Pick out every line in the records below that contains the word "black" and copy each one.

Object location annotation records

** Begin **

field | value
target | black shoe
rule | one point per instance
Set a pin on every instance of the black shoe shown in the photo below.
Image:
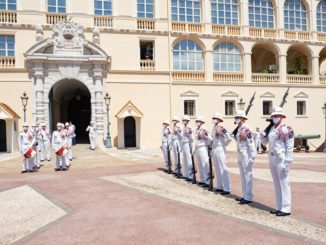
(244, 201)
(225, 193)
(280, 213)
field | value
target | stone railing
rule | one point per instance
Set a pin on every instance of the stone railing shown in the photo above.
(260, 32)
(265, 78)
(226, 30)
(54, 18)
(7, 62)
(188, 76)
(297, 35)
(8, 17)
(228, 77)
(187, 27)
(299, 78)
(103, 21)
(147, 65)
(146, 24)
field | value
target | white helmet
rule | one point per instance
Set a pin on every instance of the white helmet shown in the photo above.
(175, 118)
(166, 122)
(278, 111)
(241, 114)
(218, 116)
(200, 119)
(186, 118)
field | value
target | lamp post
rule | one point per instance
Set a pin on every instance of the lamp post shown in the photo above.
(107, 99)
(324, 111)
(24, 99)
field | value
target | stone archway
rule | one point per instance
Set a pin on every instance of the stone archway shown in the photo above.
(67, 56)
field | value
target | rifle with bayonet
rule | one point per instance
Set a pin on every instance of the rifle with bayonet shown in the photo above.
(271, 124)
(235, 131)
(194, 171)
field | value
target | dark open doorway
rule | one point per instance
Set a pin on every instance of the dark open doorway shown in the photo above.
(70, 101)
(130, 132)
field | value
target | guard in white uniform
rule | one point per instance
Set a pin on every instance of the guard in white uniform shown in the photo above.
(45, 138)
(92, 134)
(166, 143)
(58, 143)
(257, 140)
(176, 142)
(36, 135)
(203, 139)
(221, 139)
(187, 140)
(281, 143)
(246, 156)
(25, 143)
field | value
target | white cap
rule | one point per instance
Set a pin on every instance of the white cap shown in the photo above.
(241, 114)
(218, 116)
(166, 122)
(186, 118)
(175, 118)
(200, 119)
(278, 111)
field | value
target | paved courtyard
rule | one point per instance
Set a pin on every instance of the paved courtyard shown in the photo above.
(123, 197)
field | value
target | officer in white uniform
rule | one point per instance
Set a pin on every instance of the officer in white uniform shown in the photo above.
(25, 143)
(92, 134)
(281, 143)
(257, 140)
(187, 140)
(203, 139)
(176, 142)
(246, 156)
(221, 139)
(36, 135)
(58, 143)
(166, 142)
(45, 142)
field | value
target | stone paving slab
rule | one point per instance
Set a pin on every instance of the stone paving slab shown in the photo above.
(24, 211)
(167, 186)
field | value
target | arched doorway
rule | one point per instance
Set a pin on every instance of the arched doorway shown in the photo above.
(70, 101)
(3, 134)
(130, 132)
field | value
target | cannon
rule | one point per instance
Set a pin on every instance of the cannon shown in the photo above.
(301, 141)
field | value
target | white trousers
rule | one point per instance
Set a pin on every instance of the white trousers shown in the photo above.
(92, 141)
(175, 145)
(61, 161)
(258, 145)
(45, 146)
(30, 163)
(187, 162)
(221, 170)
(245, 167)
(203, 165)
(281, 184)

** End **
** Begin **

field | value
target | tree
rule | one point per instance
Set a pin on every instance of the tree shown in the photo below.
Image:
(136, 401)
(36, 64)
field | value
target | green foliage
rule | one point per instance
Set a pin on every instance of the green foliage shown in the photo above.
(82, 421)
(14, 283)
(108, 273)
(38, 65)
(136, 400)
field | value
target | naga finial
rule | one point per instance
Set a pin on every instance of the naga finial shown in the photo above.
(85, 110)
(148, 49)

** End **
** Begin **

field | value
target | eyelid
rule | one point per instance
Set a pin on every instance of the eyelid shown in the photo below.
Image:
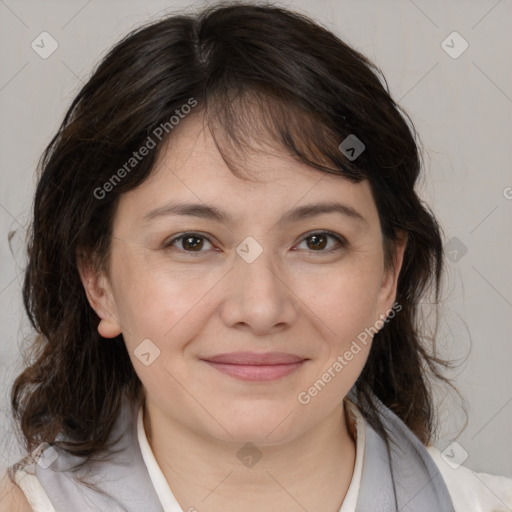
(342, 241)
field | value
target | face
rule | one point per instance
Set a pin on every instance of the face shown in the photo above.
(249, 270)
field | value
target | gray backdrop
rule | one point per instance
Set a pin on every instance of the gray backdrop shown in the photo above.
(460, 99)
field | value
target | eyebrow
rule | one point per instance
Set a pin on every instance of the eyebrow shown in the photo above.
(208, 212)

** End **

• Response to the exercise:
target | black shoe
Set a pin on every instance of the black shoe shown in the photo below.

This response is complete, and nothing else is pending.